● **TEXTE À LIRE**:

Au cours de ce premier conflit mondial, en 1916, l’État-major allié cherche en effet de nouveaux moyens pour tenter de sortir de la guerre de position et de prendre enfin un avantage déterminant sur l’ennemi.
Le premier char d’assaut fut britannique
À peine quelques mois après le début de la Première Guerre mondiale, dès le mois d’octobre 1914, un tacticien de la British Army, le colonel Swinton, revient d’une visite au front convaincu que la combinaison de la guerre de tranchées et de la mitrailleuse exigeait un véhicule armé, blindé et équipé de chenilles. Après quelques atermoiements, ce projet atterrit sur le bureau de Winston Churchill qui en comprend l’intérêt et constitue un comité pour l’étude de prototypes dits de « lands chips ». Swinton les rebaptise « tanks » (réservoirs) pour faire croire que le Royaume-Uni produisait des réservoirs d’eau autotractés à destination de la Mésopotamie…
Au sein de l’armée britannique, le général Haig était particulièrement impatient de gagner du terrain au cours de la bataille de la Somme. Il voulut disposer des premiers 50 engins disponibles.
Ce furent les chars Mark I avec leur forme rhomboïde, conçus pour franchir une tranchée de près de 4 m de largeur et un obstacle de plus de 1 m de haut. Toutefois, une fois franchie la tranchée, ils devaient obliquer et longer la tranchée pour la mitrailler latéralement, d’où la disposition des mitrailleuses sur les côtés de la caisse.
Il faisait 8 m de long et 4 m de large, pesait près de 30 tonnes ; sa vitesse de pointe était à peine supérieure à celle d’un homme au pas.
L’équipage comprenait huit hommes, dont deux chargés de manœuvrer chaque chenille. Son autonomie ne dépassait pas 40 km et les chenilles devaient être remplacées à peu près tous les 80 km !
Le 15 septembre 1916, lorsque ces chars apparaissent sur le front aux environs de Flers, ils provoquent la surprise générale dans les rangs allemands et un peu d’effroi. Pourtant, au cours de cette bataille, ils n’apportent rien de décisif quant à l’issue des combats, et leur performance décevante ne fait qu’accroître le mépris des officiers conservateurs.
Swinton fut démis de ses fonctions de chef des unités de blindés britanniques. Après la Somme, le ministère de la Guerre essaya d’annuler une commande de 1 000 nouveaux blindés et, quand certains d’entre eux s’envasèrent dans les marais de Passchendaele (au nord-est d’Ypres en Belgique), la production fut réduite de 4 000 à 1 300 chars. « Au lieu de mettre en doute son propre jugement, commenta l’historien militaire britannique sir Basil Liddell Hart, l’état-major britannique perdit progressivement toute confiance dans les tanks. »

● **LIGNES DE DONNÉES**:
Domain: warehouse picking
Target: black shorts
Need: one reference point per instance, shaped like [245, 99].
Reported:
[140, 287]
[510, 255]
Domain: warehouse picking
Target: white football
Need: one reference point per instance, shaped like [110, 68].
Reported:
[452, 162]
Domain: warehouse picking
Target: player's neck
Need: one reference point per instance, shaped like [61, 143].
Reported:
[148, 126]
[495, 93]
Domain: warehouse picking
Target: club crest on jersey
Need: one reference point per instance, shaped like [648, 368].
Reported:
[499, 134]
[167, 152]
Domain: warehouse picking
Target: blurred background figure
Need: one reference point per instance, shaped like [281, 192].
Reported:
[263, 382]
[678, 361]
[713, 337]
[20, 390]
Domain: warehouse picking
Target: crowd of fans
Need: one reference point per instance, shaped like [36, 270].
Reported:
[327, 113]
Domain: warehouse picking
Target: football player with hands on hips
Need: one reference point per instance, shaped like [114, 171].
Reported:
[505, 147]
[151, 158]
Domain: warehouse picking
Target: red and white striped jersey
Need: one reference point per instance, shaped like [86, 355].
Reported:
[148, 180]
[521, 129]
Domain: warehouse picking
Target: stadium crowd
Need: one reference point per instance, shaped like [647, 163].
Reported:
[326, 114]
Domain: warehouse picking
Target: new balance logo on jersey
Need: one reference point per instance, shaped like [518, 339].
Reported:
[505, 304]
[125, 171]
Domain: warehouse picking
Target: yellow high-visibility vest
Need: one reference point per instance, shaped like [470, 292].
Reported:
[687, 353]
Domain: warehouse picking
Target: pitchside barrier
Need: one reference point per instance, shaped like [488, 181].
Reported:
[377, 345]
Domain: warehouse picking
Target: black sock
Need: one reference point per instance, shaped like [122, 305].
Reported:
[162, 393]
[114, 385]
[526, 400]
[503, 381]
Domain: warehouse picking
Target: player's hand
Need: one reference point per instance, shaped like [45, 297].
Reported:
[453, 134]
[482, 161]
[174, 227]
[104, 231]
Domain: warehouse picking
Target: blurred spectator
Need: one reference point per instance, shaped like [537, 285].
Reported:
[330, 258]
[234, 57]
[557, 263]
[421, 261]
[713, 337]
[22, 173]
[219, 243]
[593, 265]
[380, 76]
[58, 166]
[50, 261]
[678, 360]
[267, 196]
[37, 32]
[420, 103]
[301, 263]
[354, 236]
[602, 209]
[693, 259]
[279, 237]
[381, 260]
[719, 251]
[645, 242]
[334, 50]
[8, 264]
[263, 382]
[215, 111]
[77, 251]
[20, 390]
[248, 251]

● **CONSIGNES**:
(a) Réécrivez le texte sur le premier char d’assaut, de « Au cours de ce premier » jusqu’à « déterminant sur l’ennemi. », en remplaçant « l’ennemi » par « l’adversaire ».
(b) Relevez toutes les personnes désignées par leur nom dans le texte sur le premier char d’assaut.
(c) Poursuivez le texte sur le premier char d’assaut après sa dernière phrase.

● **RÉPONSES DANS L'ORDRE**:
(a)
Au cours de ce premier conflit mondial, en 1916, l’État-major allié cherche en effet de nouveaux moyens pour tenter de sortir de la guerre de position et de prendre enfin un avantage déterminant sur l’adversaire.

(b) le colonel Swinton, Winston Churchill, le général Haig, sir Basil Liddell Hart

(c)
Au cours de cette guerre, il n’y a pas que les armements qui évoluent fortement : les opinions publiques sont avides d’informations et les journaux les renseignent régulièrement. Ainsi, l’hebdomadaire L’Illustration consacre chaque semaine l’essentiel de sa livraison aux nouvelles du front et aux innovations militaires : très rapidement, la nouvelle se répandit de l’engagement au front de cette innovation spectaculaire. Quinze jours après la première apparition de cet engin tout à la fois diabolique et révolutionnaire, la publication avait prévu de fournir à ses lecteurs une première « gravure » de l’engin.
Or, l’hebdomadaire en est empêché par la censure militaire ; il s’en explique ainsi dans sa livraison du 30 octobre 1916 : « La photographie des tanks ne pourra pas être publiée avant quelque temps : à l’heure actuelle, elle intéresserait plus encore les ingénieurs militaires allemands que le public britannique ou français. » En lieu et place, elle publie un extrait d’un chapitre de l’auteur de science-fiction anglais H.G. Wells, qui, quelques années plus tôt, décrivait avec une anticipation troublante ce qu’il nommait des « cuirassés de terre ».
Ce n’est finalement que le 2 décembre 1916, soit deux mois et demi après les premiers engagements de la machine infernale, que l’Illustration est autorisée à publier une première photo (flatteuse et impressionnante) de l’engin.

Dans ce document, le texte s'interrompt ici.